### What you need to do
Decide whether each statement agrees with the text on α-amylase from Priestia megaterium: (a) the optimum pH of PmAmy was measured as 7.0; (b) PmAmy needs Ca²⁺ ions to remain thermostable; (c) immobilization lowered the K_M value of PmAmy. Answer yes or no for each, and quote the words from the text that decide it.

### Document text
Heterologous expression of calcium-independent mesophilic α-amylase from Priestia megaterium: Immobilization on genipin-modified multi-walled carbon nanotubes and silica supports to enhance thermostability and catalytic activity

α-Amylases, constituting a significant share of the enzyme market, are mainly synthesized by the genus Bacillus. Enzymes tailored for specific industrial applications are needed to meet the growing demand across a range of industries, and thus finding new amylases and optimizing the ones that already exist are extremely important. This study reports the successful expression, characterization and immobilization of P. megaterium α-amylase (PmAmy) in E. coli protein expression systems. The recombinant PmAmy has a molecular weight of 56 kDa and its in silico predicted model structure presents a monomer composed of three domains, like most amylases. Regarding long-term storage, PmAmy remained 60 % active after 6 weeks of storage at −20 and −80 °C indicating its stable storage at low temperatures. PmAmy was found to be Ca²⁺ ion-independent for both catalytic activity and thermostability while Mn²⁺ enhanced activity in a concentration-dependent manner. The optimum characteristic working conditions of PmAmy were measured as pH 7.0 and 40 °C. Immobilizing PmAmy significantly improved its thermal stability, increasing its resistance to thermal denaturation by at least 4.1-fold. Kinetic analyses revealed that the K_M and V_max values of free PmAmy were 0.1 mg mL⁻¹ and 556 U mg⁻¹, respectively while immobilization resulted in an increase for both the K_M and V_max values. Kinetic analysis revealed enhanced activity for the Ca²⁺-independent immobilized enzyme, making it suitable for industrial applications particularly starch processing requiring moderate thermostability without the need for Ca²⁺ ions.

### Extracted information

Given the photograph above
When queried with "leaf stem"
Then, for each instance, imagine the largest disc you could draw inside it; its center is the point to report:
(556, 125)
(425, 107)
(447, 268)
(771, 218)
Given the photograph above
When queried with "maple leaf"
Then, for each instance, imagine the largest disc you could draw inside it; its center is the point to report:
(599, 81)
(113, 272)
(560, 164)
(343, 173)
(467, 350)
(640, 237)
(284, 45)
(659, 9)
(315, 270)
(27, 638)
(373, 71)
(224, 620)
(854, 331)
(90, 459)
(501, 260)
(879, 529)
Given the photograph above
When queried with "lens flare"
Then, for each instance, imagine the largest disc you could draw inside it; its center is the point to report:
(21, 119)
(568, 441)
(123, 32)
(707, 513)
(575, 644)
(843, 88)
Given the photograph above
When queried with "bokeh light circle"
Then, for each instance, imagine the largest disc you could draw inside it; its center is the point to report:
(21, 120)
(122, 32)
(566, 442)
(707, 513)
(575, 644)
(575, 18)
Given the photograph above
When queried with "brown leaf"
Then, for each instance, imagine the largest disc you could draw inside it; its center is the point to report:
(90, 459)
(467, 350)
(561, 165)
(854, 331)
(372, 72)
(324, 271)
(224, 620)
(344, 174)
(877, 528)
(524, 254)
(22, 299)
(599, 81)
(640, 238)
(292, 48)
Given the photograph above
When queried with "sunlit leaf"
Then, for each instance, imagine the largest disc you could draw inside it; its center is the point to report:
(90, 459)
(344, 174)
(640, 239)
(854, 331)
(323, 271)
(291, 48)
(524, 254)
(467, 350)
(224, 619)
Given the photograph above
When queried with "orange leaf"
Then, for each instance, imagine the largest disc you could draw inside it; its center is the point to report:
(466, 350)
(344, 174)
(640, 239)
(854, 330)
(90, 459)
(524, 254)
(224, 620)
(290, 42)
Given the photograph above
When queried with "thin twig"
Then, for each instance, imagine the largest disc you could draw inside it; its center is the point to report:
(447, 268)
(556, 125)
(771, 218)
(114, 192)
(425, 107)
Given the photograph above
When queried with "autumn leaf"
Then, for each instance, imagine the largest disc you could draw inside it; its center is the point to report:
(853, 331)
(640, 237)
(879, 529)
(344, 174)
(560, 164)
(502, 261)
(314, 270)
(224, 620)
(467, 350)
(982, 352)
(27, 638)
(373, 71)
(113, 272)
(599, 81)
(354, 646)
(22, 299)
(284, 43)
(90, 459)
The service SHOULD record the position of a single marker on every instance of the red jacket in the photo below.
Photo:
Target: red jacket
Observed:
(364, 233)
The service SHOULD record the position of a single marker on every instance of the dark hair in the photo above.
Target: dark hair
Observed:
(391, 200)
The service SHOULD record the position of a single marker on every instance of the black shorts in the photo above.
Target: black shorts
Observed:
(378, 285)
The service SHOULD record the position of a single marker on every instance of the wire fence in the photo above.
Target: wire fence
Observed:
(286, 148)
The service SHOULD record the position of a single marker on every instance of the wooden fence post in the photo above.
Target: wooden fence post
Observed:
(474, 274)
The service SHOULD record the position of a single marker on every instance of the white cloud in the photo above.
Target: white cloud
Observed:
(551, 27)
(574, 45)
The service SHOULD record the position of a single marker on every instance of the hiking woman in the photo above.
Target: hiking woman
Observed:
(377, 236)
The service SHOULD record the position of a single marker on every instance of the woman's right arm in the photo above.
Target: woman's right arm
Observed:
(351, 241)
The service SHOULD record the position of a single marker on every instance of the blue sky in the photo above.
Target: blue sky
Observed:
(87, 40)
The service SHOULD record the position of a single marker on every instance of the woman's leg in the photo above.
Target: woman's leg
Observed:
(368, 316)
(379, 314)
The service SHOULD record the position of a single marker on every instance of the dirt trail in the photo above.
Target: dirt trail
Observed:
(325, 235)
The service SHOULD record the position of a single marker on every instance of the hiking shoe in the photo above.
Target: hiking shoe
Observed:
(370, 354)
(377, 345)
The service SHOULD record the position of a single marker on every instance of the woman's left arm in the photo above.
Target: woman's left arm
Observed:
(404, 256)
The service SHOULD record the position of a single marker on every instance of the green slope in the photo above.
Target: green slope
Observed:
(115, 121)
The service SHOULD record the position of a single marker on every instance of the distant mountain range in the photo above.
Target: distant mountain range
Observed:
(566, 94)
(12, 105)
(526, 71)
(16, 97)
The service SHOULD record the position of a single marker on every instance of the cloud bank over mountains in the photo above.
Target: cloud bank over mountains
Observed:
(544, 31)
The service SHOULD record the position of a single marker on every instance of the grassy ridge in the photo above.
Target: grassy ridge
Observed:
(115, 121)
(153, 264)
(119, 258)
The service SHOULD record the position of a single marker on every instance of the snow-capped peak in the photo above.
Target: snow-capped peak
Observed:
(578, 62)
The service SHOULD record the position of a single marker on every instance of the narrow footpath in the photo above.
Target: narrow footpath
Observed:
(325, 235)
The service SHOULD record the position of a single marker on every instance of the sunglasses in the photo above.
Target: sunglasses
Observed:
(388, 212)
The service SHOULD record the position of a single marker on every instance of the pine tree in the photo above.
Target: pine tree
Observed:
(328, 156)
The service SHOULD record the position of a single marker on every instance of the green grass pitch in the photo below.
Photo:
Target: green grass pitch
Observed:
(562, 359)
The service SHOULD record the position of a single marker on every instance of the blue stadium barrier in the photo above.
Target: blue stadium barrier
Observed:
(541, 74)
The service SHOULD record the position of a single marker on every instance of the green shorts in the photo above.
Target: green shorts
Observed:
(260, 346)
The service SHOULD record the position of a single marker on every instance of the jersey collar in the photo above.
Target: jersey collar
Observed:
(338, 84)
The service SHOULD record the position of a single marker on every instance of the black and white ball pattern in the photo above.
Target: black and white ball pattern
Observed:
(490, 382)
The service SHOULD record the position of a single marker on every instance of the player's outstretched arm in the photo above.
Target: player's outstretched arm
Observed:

### Response area
(a) Yes: "The optimum characteristic working conditions of PmAmy were measured as pH 7.0 and 40 °C."
(b) No: "PmAmy was found to be Ca²⁺ ion-independent for both catalytic activity and thermostability"
(c) No: "immobilization resulted in an increase for both the K_M and V_max values"